WHAT YOU SHOULD DO – List each line of the rows below that contains the word "retriever", copying the line in full. Uppercase and lowercase count as different.
-- START DATA TO PROCESS --
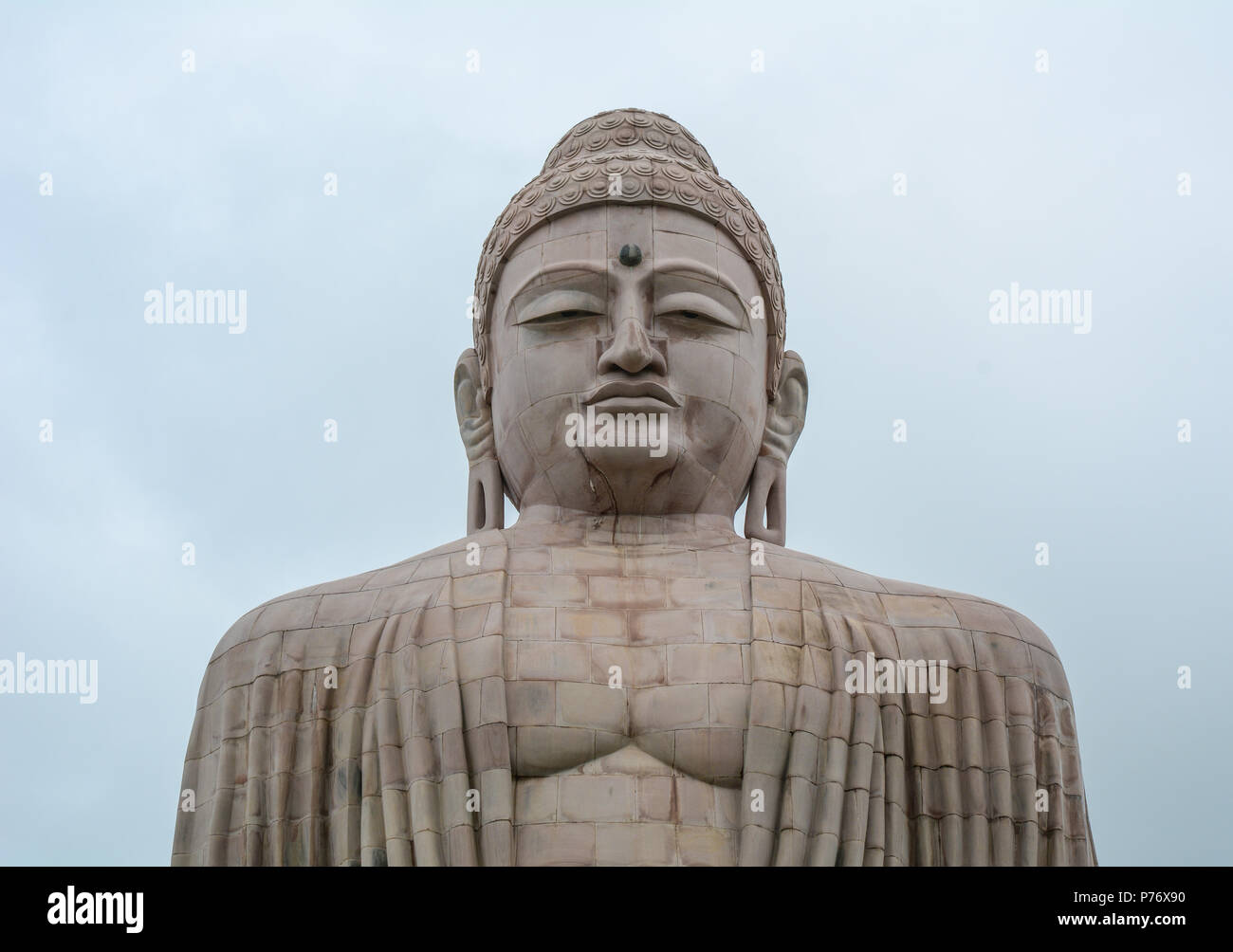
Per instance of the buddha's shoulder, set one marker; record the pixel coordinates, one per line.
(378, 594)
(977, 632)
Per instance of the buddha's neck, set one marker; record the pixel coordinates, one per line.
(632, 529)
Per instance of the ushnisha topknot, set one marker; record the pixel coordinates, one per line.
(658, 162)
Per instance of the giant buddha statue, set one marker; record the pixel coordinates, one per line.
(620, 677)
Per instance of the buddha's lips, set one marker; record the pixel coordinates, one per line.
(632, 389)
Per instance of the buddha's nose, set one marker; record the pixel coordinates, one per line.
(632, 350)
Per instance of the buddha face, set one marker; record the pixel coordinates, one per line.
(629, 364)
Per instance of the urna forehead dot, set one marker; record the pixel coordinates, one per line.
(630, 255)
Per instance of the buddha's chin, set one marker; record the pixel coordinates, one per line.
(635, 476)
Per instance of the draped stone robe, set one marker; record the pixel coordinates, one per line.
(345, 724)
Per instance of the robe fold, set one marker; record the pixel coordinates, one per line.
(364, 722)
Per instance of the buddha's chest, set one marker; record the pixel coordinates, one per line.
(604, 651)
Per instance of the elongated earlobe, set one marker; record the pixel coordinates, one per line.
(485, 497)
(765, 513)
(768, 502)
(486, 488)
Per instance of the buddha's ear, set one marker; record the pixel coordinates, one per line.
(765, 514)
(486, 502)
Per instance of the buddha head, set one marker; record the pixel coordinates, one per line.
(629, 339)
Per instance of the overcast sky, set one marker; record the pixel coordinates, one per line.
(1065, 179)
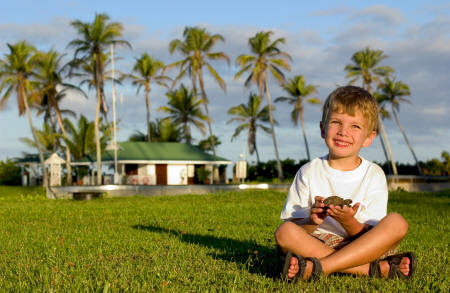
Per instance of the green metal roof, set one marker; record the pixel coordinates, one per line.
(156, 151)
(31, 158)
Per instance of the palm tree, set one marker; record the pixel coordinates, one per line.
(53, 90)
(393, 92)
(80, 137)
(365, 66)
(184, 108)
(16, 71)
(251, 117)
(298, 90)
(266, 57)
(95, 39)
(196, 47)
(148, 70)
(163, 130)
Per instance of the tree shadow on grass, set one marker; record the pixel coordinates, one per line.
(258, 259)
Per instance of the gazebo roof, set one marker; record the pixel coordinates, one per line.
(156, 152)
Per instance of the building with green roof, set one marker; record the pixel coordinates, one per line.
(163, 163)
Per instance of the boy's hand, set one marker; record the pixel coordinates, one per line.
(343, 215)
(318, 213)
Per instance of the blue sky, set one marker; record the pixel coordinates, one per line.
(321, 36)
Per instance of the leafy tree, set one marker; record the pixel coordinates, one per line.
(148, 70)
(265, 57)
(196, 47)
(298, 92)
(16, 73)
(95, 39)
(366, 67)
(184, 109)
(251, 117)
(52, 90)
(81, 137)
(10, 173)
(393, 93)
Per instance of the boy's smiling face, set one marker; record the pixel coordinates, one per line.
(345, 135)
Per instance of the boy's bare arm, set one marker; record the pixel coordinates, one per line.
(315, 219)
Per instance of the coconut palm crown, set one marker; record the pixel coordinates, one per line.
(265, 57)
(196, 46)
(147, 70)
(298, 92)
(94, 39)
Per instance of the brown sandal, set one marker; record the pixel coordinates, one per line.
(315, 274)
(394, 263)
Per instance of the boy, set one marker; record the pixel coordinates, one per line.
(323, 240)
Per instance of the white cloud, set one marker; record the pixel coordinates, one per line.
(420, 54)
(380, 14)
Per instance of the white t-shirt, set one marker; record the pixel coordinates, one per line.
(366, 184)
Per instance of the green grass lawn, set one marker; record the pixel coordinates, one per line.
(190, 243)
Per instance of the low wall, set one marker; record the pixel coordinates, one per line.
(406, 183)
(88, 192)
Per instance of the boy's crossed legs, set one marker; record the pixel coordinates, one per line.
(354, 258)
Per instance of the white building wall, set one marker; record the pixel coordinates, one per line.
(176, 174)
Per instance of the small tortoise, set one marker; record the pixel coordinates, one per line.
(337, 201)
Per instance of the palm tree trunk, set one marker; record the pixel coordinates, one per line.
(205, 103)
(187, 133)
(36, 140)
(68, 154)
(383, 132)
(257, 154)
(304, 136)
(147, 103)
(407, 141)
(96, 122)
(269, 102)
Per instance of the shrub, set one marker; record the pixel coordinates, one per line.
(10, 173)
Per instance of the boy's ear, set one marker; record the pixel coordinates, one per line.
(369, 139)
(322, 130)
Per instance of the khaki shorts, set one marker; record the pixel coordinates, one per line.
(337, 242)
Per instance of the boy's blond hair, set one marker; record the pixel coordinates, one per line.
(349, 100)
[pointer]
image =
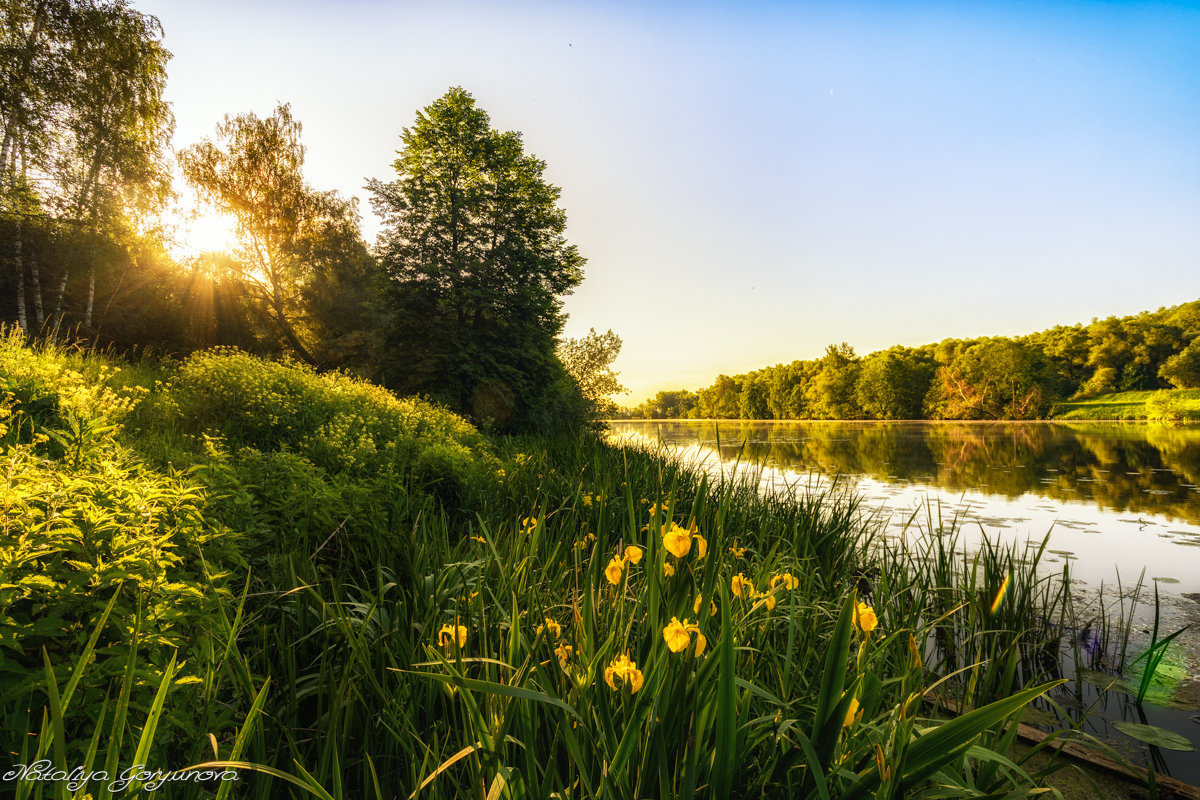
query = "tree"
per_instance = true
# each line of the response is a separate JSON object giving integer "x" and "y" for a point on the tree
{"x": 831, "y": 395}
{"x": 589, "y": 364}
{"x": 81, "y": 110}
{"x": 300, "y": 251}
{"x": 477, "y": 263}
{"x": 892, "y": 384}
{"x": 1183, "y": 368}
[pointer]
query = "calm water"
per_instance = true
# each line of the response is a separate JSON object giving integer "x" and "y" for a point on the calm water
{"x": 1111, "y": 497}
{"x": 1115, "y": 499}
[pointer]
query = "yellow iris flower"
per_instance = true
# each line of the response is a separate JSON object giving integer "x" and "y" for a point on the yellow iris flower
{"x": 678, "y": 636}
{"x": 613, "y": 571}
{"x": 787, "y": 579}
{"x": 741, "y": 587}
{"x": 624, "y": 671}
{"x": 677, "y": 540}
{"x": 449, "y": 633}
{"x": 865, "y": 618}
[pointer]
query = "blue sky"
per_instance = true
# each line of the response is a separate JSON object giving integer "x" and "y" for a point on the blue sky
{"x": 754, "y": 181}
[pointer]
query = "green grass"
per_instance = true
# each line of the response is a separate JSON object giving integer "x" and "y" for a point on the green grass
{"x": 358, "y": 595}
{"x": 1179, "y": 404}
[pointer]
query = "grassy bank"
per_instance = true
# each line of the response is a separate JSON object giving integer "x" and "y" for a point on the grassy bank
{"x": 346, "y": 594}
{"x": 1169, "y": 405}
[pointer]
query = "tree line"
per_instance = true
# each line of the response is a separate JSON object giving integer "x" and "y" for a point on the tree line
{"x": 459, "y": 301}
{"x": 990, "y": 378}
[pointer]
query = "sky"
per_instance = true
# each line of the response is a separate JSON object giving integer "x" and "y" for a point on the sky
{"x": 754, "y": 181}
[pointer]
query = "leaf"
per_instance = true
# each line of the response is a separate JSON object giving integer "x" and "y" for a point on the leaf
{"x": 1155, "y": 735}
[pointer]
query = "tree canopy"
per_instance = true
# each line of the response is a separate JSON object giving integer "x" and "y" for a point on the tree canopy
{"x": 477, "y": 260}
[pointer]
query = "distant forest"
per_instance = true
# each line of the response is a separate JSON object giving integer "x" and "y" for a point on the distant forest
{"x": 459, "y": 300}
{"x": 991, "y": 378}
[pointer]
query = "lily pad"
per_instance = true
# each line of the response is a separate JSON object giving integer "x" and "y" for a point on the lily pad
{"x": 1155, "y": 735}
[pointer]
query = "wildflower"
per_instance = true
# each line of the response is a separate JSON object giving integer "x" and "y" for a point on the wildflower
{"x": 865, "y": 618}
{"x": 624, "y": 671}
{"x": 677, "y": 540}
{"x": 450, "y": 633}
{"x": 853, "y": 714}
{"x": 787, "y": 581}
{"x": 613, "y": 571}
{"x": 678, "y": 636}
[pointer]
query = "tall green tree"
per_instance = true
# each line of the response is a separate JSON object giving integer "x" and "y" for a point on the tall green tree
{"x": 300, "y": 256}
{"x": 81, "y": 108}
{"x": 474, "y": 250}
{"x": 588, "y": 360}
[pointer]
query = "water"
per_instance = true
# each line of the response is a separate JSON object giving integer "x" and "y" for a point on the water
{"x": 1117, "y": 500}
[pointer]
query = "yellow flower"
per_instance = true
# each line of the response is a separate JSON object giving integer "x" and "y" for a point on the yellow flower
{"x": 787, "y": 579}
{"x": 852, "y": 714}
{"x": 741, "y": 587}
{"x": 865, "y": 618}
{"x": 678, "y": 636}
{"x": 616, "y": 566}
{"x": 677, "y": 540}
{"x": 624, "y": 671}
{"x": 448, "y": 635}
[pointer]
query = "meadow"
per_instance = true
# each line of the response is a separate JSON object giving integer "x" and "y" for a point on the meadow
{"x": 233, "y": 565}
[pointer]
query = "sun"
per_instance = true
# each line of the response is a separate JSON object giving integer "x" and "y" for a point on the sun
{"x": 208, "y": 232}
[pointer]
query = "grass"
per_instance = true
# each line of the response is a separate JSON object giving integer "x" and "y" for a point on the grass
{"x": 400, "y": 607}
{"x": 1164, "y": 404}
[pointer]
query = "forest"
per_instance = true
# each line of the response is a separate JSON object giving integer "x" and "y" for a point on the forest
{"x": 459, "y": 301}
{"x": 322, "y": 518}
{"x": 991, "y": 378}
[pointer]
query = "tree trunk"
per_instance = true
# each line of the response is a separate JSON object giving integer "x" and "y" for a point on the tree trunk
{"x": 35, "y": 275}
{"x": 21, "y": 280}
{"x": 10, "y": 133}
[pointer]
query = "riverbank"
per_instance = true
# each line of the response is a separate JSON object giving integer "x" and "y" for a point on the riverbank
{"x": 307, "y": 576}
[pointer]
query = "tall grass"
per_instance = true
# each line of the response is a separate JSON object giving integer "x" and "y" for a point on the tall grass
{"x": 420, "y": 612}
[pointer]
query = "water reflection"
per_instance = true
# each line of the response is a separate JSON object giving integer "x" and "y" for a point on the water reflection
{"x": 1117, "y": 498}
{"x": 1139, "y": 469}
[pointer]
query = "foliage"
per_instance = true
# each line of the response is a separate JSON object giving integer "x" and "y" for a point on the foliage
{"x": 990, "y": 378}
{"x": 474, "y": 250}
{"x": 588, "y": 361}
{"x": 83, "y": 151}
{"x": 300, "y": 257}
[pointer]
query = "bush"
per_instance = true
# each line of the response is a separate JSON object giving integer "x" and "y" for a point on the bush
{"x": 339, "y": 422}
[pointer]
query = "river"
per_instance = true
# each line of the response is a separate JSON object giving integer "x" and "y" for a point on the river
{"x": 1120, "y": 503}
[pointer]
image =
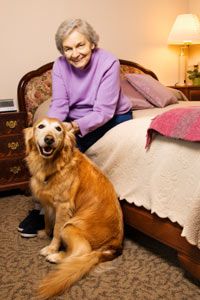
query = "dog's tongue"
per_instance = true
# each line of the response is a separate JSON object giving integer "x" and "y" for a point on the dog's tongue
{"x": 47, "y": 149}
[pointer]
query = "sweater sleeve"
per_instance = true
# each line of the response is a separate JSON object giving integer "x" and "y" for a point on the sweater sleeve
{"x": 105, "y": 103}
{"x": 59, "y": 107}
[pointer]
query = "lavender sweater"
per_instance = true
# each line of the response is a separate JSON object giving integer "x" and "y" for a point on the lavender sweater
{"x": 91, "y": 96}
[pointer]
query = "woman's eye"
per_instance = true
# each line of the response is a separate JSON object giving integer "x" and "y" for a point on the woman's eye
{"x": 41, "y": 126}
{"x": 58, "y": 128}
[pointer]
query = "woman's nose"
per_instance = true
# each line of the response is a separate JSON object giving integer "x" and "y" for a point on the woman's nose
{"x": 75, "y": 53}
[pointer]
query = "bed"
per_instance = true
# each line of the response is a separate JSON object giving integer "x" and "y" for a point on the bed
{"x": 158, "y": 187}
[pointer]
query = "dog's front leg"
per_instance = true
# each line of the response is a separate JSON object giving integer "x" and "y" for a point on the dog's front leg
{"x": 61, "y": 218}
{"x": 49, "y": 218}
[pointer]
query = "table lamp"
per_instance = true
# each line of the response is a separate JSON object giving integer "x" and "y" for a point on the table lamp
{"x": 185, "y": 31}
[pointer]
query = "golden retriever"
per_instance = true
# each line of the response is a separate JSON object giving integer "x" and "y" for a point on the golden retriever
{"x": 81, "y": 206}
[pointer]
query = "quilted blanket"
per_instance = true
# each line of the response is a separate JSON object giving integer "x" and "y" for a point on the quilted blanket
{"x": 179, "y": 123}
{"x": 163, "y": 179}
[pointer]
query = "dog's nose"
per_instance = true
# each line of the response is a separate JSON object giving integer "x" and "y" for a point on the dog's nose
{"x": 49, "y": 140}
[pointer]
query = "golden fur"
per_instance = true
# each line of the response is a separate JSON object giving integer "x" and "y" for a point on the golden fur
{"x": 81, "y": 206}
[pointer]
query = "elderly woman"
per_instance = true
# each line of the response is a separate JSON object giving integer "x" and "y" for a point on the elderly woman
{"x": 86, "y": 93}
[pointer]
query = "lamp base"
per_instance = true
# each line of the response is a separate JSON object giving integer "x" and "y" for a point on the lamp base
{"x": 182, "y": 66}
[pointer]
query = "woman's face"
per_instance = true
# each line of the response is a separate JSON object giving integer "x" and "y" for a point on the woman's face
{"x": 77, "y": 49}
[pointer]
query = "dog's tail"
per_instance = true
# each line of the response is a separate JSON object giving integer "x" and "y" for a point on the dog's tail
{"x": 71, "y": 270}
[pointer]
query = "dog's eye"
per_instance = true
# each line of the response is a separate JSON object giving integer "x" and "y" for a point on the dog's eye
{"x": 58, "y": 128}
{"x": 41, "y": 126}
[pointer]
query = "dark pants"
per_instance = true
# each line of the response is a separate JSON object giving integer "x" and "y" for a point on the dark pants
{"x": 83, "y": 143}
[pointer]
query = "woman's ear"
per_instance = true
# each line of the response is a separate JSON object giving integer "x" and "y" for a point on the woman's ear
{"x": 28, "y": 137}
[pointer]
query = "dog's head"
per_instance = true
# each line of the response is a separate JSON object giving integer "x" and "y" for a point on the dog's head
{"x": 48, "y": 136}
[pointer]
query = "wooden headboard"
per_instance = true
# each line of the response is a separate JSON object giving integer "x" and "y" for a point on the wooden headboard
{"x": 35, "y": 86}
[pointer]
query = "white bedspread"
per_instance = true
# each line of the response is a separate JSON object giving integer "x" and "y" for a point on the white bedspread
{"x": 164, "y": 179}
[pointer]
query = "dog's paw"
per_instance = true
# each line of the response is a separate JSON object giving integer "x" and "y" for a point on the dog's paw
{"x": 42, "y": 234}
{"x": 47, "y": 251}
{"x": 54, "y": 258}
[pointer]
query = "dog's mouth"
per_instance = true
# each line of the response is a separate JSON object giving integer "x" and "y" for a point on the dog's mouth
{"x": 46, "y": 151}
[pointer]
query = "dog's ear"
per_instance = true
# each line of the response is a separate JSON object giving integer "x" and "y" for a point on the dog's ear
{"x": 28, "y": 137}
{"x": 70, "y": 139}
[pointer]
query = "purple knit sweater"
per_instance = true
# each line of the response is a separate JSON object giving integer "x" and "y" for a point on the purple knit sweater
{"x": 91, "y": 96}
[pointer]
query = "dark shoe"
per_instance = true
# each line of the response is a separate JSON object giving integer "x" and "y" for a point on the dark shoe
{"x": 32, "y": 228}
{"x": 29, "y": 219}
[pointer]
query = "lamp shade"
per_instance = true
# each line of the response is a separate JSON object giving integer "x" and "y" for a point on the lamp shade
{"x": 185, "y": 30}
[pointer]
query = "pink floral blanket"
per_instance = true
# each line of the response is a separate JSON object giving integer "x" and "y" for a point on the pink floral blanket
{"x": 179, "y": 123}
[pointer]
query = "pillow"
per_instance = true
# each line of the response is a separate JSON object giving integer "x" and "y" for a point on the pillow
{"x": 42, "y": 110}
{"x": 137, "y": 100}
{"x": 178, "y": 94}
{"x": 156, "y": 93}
-- END DATA TO PROCESS --
SOLUTION TO THIS EXERCISE –
query = "golden retriever"
# each line of the response is a separate JSON object giving integer "x" and "y" for a point on the golden retriever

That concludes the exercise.